What to do = Copy out every item below word for word, keeping each line unchanged.

-- Begin Stored rows --

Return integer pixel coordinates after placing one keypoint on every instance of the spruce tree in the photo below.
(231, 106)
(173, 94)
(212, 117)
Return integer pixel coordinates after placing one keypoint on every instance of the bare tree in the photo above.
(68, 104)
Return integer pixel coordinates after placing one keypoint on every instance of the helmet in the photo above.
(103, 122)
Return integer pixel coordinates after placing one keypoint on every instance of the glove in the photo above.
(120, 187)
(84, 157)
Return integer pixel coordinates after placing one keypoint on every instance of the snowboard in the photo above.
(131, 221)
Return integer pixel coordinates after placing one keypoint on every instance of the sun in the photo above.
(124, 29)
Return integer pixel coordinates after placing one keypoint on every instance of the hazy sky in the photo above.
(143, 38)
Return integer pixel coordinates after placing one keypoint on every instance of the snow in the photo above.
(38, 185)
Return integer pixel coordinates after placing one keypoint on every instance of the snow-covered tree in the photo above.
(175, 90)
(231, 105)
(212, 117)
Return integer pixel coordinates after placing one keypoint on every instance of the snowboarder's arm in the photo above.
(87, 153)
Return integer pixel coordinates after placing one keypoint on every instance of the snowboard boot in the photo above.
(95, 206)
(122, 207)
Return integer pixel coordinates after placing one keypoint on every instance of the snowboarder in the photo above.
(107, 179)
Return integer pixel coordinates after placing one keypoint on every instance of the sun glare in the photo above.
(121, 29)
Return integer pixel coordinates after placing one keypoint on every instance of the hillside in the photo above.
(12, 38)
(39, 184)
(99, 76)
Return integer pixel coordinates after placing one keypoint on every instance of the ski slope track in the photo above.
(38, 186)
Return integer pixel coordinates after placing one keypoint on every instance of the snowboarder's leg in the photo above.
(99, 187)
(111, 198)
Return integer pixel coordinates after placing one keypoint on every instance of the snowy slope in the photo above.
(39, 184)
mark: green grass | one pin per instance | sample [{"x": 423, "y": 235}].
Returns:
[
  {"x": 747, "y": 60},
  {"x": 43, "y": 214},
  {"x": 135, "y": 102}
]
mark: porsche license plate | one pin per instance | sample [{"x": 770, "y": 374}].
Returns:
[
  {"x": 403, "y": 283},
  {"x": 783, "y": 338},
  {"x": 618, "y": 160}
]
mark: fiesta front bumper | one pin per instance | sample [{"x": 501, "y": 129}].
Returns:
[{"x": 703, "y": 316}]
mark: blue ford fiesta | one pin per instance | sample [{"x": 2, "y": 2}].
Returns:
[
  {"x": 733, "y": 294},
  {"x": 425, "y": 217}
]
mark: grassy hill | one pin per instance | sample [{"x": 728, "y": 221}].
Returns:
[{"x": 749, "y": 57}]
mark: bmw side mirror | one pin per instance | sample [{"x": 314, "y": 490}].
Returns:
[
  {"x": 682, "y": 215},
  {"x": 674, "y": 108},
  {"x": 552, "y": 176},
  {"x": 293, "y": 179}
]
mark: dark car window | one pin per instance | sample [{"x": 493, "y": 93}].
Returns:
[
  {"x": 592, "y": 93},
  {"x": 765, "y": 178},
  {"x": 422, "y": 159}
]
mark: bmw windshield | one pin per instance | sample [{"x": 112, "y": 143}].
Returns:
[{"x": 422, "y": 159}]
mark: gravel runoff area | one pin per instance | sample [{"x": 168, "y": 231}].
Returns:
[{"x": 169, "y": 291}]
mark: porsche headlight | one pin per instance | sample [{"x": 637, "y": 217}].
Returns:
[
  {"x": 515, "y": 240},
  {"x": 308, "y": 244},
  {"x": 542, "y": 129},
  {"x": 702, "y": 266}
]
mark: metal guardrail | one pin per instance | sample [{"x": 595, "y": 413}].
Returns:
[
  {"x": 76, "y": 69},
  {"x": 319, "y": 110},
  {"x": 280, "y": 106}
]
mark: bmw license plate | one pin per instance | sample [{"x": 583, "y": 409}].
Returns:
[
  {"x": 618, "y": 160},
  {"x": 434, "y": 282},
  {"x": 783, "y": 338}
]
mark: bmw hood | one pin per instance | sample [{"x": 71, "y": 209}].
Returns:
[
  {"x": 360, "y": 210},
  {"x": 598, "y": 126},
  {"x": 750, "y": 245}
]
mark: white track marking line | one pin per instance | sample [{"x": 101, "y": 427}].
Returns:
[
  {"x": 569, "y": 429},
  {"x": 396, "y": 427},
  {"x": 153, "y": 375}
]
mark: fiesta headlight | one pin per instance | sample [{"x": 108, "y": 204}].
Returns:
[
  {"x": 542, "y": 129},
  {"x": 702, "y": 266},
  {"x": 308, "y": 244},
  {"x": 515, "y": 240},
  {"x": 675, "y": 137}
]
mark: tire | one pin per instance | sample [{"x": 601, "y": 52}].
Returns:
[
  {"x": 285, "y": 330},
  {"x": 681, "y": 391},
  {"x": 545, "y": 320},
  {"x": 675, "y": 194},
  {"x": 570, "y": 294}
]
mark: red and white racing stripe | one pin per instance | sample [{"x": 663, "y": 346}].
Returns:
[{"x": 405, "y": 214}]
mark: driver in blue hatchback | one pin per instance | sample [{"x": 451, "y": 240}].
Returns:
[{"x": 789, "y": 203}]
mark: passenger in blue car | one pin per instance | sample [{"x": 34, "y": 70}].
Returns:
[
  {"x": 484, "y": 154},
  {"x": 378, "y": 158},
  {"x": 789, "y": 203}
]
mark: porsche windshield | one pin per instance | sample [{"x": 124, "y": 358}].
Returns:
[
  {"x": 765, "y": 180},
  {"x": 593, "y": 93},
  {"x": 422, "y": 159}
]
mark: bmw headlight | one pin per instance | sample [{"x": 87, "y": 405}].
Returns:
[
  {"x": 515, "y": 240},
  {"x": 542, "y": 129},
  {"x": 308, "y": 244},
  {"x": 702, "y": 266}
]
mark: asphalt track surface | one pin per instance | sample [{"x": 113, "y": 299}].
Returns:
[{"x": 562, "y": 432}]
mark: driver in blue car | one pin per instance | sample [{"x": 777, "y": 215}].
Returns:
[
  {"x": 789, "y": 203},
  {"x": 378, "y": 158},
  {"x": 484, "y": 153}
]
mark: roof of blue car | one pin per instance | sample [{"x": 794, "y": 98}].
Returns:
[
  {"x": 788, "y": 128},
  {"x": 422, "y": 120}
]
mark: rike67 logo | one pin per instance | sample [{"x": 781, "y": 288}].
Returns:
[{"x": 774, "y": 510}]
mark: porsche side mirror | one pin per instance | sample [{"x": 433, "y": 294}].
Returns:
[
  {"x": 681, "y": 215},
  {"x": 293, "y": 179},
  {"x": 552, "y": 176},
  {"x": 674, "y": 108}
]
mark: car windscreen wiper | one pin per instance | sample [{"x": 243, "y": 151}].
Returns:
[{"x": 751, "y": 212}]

-- End Stored rows --

Problem solution =
Return integer pixel coordinates after placing one keypoint on every instance of the spruce tree in the photo below.
(231, 106)
(173, 94)
(212, 117)
Return integer pixel coordinates after placing one keypoint on every instance of the bare tree in the photo above.
(68, 104)
Return integer pixel coordinates after placing one keypoint on every instance of the helmet in the photo above.
(103, 122)
Return integer pixel coordinates after placing one keypoint on every instance of the glove in the photo above.
(120, 187)
(84, 157)
Return integer pixel coordinates after placing one keypoint on every instance of the snowboard in the photo above.
(131, 221)
Return integer pixel coordinates after placing one keypoint on every instance of the sun in the photo above.
(124, 29)
Return integer pixel coordinates after placing one keypoint on every instance of the hazy sky in the photo above.
(143, 38)
Return integer pixel coordinates after placing one keypoint on every instance of the snow in the photo above.
(38, 185)
Return integer pixel coordinates after placing one keypoint on every instance of the snow-covered tree in the photo above.
(175, 90)
(231, 105)
(212, 117)
Return integer pixel coordinates after placing one keypoint on every instance of the snowboarder's arm in the photo above.
(87, 153)
Return integer pixel coordinates after placing one keypoint on every instance of the snowboard boot in the photo above.
(95, 206)
(122, 207)
Return integer pixel coordinates after placing one keypoint on every instance of the snowboarder in the photo above.
(107, 179)
Return integer pixel coordinates after placing one keypoint on every instance of the sun glare in the photo above.
(121, 29)
Return integer pixel coordinates after placing one keypoint on every instance of the hillside in the photo above.
(12, 38)
(39, 184)
(99, 76)
Return integer pixel coordinates after placing one keypoint on every instance of the ski slope track in the photo above.
(38, 186)
Return integer pixel coordinates after placing one keypoint on every instance of the snowboarder's leg in the photo above.
(99, 187)
(111, 198)
Return integer pixel coordinates after placing one keypoint on every instance of the snowy slope in the photo above.
(39, 184)
mark: green grass | one pin per instance | sample [{"x": 423, "y": 235}].
Returns:
[
  {"x": 747, "y": 60},
  {"x": 43, "y": 214},
  {"x": 135, "y": 102}
]
mark: porsche license plate | one pin per instance | sample [{"x": 770, "y": 374}].
Returns:
[
  {"x": 403, "y": 283},
  {"x": 783, "y": 338},
  {"x": 618, "y": 160}
]
mark: fiesta front bumper | one pin per instance | sample [{"x": 501, "y": 129}].
Returns:
[{"x": 703, "y": 316}]
mark: blue ford fiesta | one pin per instance | sample [{"x": 2, "y": 2}].
Returns:
[
  {"x": 733, "y": 294},
  {"x": 425, "y": 217}
]
mark: grassy hill | one pin per instance | sample [{"x": 728, "y": 221}].
Returns:
[{"x": 749, "y": 57}]
mark: bmw side mirror | one pin per instance | sample [{"x": 314, "y": 490}].
Returns:
[
  {"x": 682, "y": 215},
  {"x": 674, "y": 108},
  {"x": 552, "y": 176},
  {"x": 293, "y": 179}
]
mark: dark car window | one pin per instance | sample [{"x": 493, "y": 93}].
Returns:
[
  {"x": 592, "y": 93},
  {"x": 765, "y": 178},
  {"x": 422, "y": 159}
]
mark: bmw windshield | one pin per instance | sample [{"x": 112, "y": 143}].
Returns:
[{"x": 422, "y": 159}]
mark: gravel runoff area | one pin per instance | sample [{"x": 168, "y": 231}].
Returns:
[{"x": 169, "y": 291}]
mark: porsche headlight | one pin per instance | sample [{"x": 637, "y": 217}].
Returns:
[
  {"x": 515, "y": 240},
  {"x": 308, "y": 244},
  {"x": 542, "y": 129},
  {"x": 702, "y": 266}
]
mark: metal guardrail | one pin per instance | sample [{"x": 595, "y": 413}].
Returns:
[
  {"x": 76, "y": 69},
  {"x": 319, "y": 110},
  {"x": 280, "y": 106}
]
mark: bmw license plate | one pin per instance | sample [{"x": 583, "y": 409}].
Returns:
[
  {"x": 618, "y": 160},
  {"x": 434, "y": 282},
  {"x": 783, "y": 338}
]
mark: bmw hood | one pin per instance | sample [{"x": 71, "y": 209}].
Returns:
[
  {"x": 360, "y": 210},
  {"x": 598, "y": 126},
  {"x": 750, "y": 245}
]
mark: white track marking line | one pin per instance | sample [{"x": 101, "y": 427}].
Returns:
[
  {"x": 569, "y": 429},
  {"x": 396, "y": 427},
  {"x": 153, "y": 375}
]
mark: fiesta headlight | one pin per instance | sample [{"x": 108, "y": 204}].
Returns:
[
  {"x": 542, "y": 129},
  {"x": 702, "y": 266},
  {"x": 308, "y": 244},
  {"x": 515, "y": 240},
  {"x": 675, "y": 137}
]
mark: tire | one pin per instance | sample [{"x": 601, "y": 52}].
Returns:
[
  {"x": 285, "y": 330},
  {"x": 681, "y": 391},
  {"x": 545, "y": 320},
  {"x": 675, "y": 194},
  {"x": 570, "y": 294}
]
mark: red and white racing stripe | one pin per instance | sample [{"x": 663, "y": 346}].
Returns:
[{"x": 405, "y": 214}]
mark: driver in blue hatchback | one pin per instance | sample [{"x": 451, "y": 240}].
Returns:
[{"x": 789, "y": 203}]
mark: passenger in blue car | one pin per instance | sample [{"x": 34, "y": 70}].
Returns:
[
  {"x": 484, "y": 154},
  {"x": 378, "y": 158},
  {"x": 789, "y": 203}
]
mark: porsche windshield | one pin per instance | sample [{"x": 124, "y": 358}].
Returns:
[
  {"x": 765, "y": 180},
  {"x": 593, "y": 93},
  {"x": 422, "y": 159}
]
mark: bmw headlight | one pin per instance | sample [{"x": 87, "y": 405}].
Returns:
[
  {"x": 515, "y": 240},
  {"x": 542, "y": 129},
  {"x": 308, "y": 244},
  {"x": 702, "y": 266}
]
mark: asphalt track surface | one pin per instance | sample [{"x": 113, "y": 299}].
Returns:
[{"x": 562, "y": 432}]
mark: driver in blue car | one pin per instance | sample [{"x": 777, "y": 215}].
Returns:
[
  {"x": 789, "y": 203},
  {"x": 378, "y": 158},
  {"x": 484, "y": 153}
]
mark: roof of blue car | one pin per instance | sample [{"x": 794, "y": 98}].
Returns:
[
  {"x": 788, "y": 128},
  {"x": 422, "y": 120}
]
mark: rike67 logo | one pin per instance | sample [{"x": 781, "y": 288}].
Returns:
[{"x": 774, "y": 510}]
mark: porsche side mirror | one pin per instance | sample [{"x": 433, "y": 294}].
Returns:
[
  {"x": 681, "y": 215},
  {"x": 293, "y": 179},
  {"x": 552, "y": 176},
  {"x": 674, "y": 108}
]
mark: car windscreen wiper | one pin per instance | sample [{"x": 243, "y": 151}].
Returns:
[{"x": 751, "y": 212}]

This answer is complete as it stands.